*** Data to process ***

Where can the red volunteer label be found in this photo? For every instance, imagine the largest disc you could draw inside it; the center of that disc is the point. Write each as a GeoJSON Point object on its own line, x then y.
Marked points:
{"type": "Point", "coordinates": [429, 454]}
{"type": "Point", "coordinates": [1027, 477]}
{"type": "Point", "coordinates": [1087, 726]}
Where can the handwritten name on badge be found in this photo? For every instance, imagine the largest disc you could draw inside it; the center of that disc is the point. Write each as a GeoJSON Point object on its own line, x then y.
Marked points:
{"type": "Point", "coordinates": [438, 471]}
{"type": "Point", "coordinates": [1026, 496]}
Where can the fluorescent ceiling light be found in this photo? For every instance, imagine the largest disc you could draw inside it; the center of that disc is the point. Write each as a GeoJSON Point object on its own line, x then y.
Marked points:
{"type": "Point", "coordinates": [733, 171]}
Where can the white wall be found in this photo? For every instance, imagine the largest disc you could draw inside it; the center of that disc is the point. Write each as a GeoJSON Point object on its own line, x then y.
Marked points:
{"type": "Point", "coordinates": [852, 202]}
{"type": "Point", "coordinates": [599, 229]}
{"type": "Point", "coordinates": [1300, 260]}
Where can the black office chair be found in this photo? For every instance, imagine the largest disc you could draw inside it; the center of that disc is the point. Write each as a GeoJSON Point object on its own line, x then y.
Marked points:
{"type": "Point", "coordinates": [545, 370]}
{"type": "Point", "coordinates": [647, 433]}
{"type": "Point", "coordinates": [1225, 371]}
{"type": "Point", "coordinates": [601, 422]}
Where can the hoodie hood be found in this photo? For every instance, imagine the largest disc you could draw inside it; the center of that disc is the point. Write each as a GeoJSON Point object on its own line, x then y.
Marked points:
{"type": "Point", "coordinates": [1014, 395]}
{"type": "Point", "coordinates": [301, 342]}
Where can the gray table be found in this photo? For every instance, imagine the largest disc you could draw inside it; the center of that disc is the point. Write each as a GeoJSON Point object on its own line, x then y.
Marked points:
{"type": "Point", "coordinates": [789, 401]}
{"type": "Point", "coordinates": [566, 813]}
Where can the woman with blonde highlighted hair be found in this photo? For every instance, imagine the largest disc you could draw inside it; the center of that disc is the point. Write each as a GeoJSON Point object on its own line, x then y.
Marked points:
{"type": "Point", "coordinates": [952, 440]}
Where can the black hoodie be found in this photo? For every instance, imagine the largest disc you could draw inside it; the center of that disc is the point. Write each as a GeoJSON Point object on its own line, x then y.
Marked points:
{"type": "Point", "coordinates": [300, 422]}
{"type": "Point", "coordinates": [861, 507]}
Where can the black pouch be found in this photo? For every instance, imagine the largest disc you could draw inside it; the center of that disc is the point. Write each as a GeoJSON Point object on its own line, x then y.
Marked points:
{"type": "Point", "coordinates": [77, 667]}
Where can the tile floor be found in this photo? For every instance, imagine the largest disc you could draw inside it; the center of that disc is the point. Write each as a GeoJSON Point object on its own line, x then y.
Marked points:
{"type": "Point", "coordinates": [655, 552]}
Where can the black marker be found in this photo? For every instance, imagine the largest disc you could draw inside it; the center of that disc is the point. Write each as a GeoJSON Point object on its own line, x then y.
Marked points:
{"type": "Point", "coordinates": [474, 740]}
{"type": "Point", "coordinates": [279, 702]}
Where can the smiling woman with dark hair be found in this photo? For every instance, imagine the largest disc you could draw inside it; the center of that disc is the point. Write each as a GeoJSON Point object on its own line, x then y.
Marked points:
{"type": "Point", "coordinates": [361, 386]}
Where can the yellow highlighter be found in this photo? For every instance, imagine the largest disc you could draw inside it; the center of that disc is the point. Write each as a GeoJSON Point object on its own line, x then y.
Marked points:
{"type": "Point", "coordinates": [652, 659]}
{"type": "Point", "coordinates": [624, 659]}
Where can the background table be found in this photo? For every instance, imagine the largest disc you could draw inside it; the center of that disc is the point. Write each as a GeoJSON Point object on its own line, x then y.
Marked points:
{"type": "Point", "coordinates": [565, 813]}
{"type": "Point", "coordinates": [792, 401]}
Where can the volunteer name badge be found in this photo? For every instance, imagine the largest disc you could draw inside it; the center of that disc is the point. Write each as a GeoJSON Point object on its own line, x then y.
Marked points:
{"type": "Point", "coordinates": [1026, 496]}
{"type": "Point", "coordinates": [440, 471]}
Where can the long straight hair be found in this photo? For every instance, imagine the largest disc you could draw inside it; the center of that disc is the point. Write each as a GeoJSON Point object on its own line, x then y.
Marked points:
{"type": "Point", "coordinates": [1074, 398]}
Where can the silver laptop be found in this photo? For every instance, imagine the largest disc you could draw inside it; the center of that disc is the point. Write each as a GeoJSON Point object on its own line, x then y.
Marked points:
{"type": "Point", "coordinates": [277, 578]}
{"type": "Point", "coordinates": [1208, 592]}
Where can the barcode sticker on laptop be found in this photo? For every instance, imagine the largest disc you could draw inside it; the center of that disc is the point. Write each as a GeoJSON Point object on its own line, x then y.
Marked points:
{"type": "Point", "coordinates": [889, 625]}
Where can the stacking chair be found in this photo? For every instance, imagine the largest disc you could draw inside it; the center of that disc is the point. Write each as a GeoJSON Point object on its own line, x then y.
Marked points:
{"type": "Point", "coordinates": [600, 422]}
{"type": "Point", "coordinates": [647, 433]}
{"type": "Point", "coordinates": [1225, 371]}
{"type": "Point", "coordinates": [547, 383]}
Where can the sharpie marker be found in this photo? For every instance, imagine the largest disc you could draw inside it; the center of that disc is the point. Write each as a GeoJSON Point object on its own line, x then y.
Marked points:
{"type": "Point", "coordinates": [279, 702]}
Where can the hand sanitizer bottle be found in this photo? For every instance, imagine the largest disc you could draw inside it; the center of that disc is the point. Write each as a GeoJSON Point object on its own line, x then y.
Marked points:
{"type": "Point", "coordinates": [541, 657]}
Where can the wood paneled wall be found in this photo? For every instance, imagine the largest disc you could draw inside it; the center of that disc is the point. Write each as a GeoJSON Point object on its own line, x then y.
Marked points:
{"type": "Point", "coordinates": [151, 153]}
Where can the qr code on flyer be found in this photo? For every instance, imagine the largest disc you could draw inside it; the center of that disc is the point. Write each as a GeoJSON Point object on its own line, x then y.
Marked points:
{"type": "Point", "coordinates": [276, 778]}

***

(What to work on):
All of the data above should be reproduced exactly, with nothing left out.

(Response below):
Where can the red volunteer label be found in this photo? For every instance, imagine the largest disc you could draw inside it; the center of that disc is the point. Write each as a GeoJSON Point object on its own line, x then y.
Marked points:
{"type": "Point", "coordinates": [429, 454]}
{"type": "Point", "coordinates": [1027, 477]}
{"type": "Point", "coordinates": [1087, 726]}
Where can the handwritten name on badge be found in this photo? For every instance, imagine the largest disc you could draw inside it; the center of that disc is the point. Write each as a GeoJSON Point object on its own line, x then y.
Marked points:
{"type": "Point", "coordinates": [438, 471]}
{"type": "Point", "coordinates": [1026, 496]}
Where can the fluorescent ceiling light be found in this photo? For every instance, imagine the largest disc you could draw inside it; the center of that disc is the point. Write each as a GeoJSON Point object on its own line, x then y.
Marked points:
{"type": "Point", "coordinates": [733, 171]}
Where can the white wall be found in this photo? For every instance, imagine the largest disc you could draw inside it; the center of that disc is the point. Write each as a GeoJSON Point object on its own line, x then y.
Marked points:
{"type": "Point", "coordinates": [852, 202]}
{"type": "Point", "coordinates": [599, 229]}
{"type": "Point", "coordinates": [1300, 260]}
Where can the black office chair be found in this photo? For every instance, imagine the largest disc you could draw inside it; the center of that disc is the point. Write each as a GeoJSON Point object on its own line, x then y.
Marked points:
{"type": "Point", "coordinates": [545, 370]}
{"type": "Point", "coordinates": [647, 433]}
{"type": "Point", "coordinates": [1225, 371]}
{"type": "Point", "coordinates": [601, 422]}
Where can the hoodie hood be found in this photo? For every instance, imagine the largest disc you could draw inside it; the center of that disc is the point. Write each as a GeoJSON Point object on its own line, x then y.
Marked points:
{"type": "Point", "coordinates": [1014, 395]}
{"type": "Point", "coordinates": [301, 342]}
Where can the gray table be found in this photo? For every instance, imagine the largest disc you could draw inside it; the center of that disc is the point. Write each as a GeoJSON Point object on its own line, x then y.
Marked points:
{"type": "Point", "coordinates": [789, 401]}
{"type": "Point", "coordinates": [566, 813]}
Where can the woman with blonde highlighted hair be found in this photo? For every instance, imagine the largest disc you could draw inside it; the center of that disc is the point. Write each as a GeoJSON Point object on its own line, x then y.
Marked points:
{"type": "Point", "coordinates": [952, 440]}
Where can the black hoodie be found in this photo? For every instance, imagine the largest disc you could draw inside it; the center of that disc is the point. Write each as a GeoJSON Point object on its own line, x then y.
Marked points:
{"type": "Point", "coordinates": [300, 422]}
{"type": "Point", "coordinates": [861, 507]}
Where can the black pouch be found in this photo? For every instance, imagine the largest disc you could draw inside it; the center of that disc is the point. Write each as a GeoJSON Point object on its own line, x then y.
Marked points:
{"type": "Point", "coordinates": [77, 667]}
Where can the tile floor be found in this photo? For every instance, imagine the largest disc you could draw inside it; the center of that disc is the point. Write each as a GeoJSON Point object on its own line, x then y.
Marked points:
{"type": "Point", "coordinates": [655, 552]}
Where can the black marker be found in this photo? For every instance, imagine the largest disc you could draw inside it; the center of that disc is the point. Write each as a GeoJSON Point object on its own line, x then y.
Marked points:
{"type": "Point", "coordinates": [474, 740]}
{"type": "Point", "coordinates": [279, 702]}
Where can the smiling woman with dark hair be found in this photo? For every instance, imagine the largest disc you could draw inside it; the center of that disc is the point. Write each as a GeoJSON Point object on its own line, x then y.
Marked points:
{"type": "Point", "coordinates": [361, 386]}
Where can the yellow highlighter be found in this photo? For every instance, imagine the largest disc you could draw inside it; the center of that disc is the point. Write each as a GeoJSON Point object on its own line, x then y.
Marked points:
{"type": "Point", "coordinates": [652, 659]}
{"type": "Point", "coordinates": [624, 659]}
Where can the background table be found in this photo? For every instance, imagine the largest disc you could draw inside it; the center of that disc is the point. Write each as a GeoJSON Point object on its own line, x then y.
Marked points:
{"type": "Point", "coordinates": [565, 813]}
{"type": "Point", "coordinates": [792, 401]}
Where can the volunteer name badge be found in this photo? For every instance, imagine the largest disc you could draw inside it; the center of that disc is the point. Write each as a GeoJSON Point object on its own line, x then y.
Marked points:
{"type": "Point", "coordinates": [1026, 496]}
{"type": "Point", "coordinates": [440, 471]}
Where can the long straight hair be found in this photo? For every instance, imagine the largest disc you could draw inside it; the center of that disc is the point. Write each as a GeoJSON Point object on its own line, x then y.
Marked points:
{"type": "Point", "coordinates": [1074, 398]}
Where can the silver laptop be found in this photo? For every instance, imagine the largest disc you could draw inside it; the center of that disc is the point. Write each as a GeoJSON Point object on its own line, x then y.
Marked points:
{"type": "Point", "coordinates": [277, 578]}
{"type": "Point", "coordinates": [1208, 592]}
Where can the barcode sticker on laptop be found in this photo? For every instance, imagine the largest disc you could draw inside it; the center of that disc is the point. Write each as a GeoJSON Point object on its own line, x then y.
Marked points:
{"type": "Point", "coordinates": [889, 625]}
Where can the stacking chair be found in this photo? For every instance, imagine the largest disc you could draw inside it; the center of that disc is the point. Write each as a GeoJSON Point object on its own line, x then y.
Marked points:
{"type": "Point", "coordinates": [600, 422]}
{"type": "Point", "coordinates": [647, 433]}
{"type": "Point", "coordinates": [1225, 371]}
{"type": "Point", "coordinates": [547, 383]}
Where can the sharpie marker be found in this photo? For every instance, imagine the largest disc you could draw inside it; the center of that disc is the point. Write each as a GeoJSON Point object on its own line, x then y.
Marked points:
{"type": "Point", "coordinates": [279, 702]}
Where can the hand sanitizer bottle be found in this photo? For every instance, imagine the largest disc you could draw inside it; the center of that disc is the point. Write each as a GeoJSON Point object on its own line, x then y.
Marked points:
{"type": "Point", "coordinates": [541, 657]}
Where can the wood paneled wall be found in this photo? For every instance, imagine the largest disc you could draw inside it; the center of that disc is the point. Write each as a GeoJSON Point object on its own line, x then y.
Marked points:
{"type": "Point", "coordinates": [151, 153]}
Where can the qr code on flyer be found in this photo? For every instance, imagine the largest disc you could draw inside it; the center of that disc is the point. Write each as a GeoJSON Point object on its own line, x then y.
Marked points:
{"type": "Point", "coordinates": [276, 778]}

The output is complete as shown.